Source records:
::::::::

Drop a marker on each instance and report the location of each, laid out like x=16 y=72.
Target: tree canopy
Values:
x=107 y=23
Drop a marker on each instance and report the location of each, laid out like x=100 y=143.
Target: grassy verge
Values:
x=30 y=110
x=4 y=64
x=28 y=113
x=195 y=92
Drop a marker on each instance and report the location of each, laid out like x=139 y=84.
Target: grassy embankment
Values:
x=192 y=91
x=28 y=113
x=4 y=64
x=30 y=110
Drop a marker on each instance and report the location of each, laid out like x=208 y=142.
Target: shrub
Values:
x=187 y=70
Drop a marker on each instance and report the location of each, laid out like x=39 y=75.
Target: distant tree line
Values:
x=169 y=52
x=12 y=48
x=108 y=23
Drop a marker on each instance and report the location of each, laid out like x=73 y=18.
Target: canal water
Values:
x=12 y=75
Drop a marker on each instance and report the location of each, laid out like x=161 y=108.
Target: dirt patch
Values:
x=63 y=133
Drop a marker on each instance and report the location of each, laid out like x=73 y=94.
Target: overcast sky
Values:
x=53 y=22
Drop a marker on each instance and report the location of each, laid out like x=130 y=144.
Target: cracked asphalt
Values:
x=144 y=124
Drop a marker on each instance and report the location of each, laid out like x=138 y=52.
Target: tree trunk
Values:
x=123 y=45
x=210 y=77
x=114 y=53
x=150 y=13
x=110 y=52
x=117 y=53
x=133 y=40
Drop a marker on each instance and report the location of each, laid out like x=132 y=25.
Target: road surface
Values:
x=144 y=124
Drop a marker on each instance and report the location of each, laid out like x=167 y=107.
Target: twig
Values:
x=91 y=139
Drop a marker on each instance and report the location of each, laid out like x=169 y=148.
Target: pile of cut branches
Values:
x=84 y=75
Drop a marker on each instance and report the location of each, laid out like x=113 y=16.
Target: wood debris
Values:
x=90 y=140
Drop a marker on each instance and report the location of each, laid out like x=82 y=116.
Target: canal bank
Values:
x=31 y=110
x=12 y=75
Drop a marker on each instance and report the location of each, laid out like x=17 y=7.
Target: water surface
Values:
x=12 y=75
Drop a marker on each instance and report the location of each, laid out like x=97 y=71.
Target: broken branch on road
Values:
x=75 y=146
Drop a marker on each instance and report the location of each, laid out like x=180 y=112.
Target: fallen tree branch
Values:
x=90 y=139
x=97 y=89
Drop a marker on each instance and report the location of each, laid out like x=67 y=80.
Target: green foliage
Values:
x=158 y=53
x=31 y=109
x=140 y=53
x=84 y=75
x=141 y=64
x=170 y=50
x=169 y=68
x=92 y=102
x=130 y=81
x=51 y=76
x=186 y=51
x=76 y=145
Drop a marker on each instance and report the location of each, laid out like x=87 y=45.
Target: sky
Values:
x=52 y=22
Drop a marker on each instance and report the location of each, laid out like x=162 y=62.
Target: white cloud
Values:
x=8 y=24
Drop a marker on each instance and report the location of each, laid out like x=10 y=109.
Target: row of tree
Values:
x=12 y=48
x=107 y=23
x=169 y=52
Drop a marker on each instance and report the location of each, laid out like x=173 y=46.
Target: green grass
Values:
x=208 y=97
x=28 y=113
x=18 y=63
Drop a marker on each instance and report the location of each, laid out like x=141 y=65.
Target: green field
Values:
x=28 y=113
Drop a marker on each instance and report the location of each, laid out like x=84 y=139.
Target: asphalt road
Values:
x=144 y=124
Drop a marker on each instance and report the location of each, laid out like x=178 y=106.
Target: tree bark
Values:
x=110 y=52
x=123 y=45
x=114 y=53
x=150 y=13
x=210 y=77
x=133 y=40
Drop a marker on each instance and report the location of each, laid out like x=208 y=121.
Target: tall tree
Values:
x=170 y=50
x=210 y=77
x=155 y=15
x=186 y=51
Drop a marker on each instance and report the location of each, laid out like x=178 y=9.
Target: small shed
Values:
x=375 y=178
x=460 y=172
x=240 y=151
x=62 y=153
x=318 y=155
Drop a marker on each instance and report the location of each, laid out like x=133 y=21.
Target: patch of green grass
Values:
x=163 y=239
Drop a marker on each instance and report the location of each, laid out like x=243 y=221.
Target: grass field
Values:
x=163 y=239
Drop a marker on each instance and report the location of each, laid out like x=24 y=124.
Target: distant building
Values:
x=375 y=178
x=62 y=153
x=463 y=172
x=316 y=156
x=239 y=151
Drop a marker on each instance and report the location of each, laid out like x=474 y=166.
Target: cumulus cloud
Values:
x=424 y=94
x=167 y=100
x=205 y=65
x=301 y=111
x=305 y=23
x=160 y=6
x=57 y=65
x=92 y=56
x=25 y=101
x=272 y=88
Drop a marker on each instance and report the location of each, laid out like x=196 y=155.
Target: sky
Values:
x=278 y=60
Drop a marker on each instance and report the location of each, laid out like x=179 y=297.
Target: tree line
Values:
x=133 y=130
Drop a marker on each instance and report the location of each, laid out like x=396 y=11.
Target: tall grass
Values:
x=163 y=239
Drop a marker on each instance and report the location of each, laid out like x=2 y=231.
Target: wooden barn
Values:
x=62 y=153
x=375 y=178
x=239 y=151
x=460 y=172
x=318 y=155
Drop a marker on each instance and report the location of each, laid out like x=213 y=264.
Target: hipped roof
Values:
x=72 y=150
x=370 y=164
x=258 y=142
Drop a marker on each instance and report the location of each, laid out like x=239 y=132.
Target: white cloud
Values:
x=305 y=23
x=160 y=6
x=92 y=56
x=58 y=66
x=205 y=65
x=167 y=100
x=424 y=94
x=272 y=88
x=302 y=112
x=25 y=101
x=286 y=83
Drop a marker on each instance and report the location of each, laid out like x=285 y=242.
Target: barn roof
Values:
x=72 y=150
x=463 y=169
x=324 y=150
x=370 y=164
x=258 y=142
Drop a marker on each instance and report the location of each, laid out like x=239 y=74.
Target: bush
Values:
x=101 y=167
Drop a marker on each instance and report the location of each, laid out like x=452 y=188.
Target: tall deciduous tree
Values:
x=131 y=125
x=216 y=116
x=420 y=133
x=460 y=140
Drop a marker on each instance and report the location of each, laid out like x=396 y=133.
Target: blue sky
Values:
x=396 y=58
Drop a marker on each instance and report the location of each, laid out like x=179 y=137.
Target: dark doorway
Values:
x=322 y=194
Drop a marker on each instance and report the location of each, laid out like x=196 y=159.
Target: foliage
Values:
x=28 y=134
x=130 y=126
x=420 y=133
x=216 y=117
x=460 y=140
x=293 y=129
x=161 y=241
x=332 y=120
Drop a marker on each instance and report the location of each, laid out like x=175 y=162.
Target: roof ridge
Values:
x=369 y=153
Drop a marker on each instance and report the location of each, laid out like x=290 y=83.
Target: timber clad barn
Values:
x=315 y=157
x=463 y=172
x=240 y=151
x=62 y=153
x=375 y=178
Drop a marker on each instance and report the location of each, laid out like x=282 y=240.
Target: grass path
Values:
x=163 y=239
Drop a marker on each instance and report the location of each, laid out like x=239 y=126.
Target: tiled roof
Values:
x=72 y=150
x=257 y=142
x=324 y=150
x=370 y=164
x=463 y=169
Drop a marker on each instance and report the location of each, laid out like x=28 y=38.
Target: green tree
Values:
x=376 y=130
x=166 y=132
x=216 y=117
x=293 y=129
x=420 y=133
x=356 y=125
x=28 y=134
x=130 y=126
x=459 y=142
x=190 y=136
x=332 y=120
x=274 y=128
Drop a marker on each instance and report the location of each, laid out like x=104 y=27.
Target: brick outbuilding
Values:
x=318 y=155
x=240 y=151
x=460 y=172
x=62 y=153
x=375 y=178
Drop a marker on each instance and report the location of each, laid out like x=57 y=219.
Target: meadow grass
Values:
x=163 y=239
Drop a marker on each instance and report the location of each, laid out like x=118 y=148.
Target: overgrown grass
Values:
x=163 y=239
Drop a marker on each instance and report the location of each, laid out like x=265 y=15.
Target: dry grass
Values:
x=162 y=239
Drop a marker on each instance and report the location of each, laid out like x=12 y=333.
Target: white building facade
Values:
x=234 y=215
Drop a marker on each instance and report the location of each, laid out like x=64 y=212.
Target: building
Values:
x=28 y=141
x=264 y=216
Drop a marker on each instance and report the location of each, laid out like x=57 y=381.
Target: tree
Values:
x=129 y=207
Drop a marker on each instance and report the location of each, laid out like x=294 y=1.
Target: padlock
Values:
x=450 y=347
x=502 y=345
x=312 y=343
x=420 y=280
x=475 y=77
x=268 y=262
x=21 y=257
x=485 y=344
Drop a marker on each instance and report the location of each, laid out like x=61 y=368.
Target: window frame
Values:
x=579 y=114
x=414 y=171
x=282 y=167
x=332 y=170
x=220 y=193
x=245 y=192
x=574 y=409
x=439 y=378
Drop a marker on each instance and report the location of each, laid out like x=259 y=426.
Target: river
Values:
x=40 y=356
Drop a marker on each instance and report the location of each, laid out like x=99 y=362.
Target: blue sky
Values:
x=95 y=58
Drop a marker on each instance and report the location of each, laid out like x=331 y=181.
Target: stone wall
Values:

::::::::

**Task description**.
Search the entries for the string "tree" and copy each line where it occurs.

**Expected output**.
Target: tree canopy
Target: distant tree line
Target: tree trunk
Target: fallen tree branch
Target: row of tree
Target: tree bark
Target: tall tree
Target: tree line
Target: tall deciduous tree
Target: green tree
Target: tree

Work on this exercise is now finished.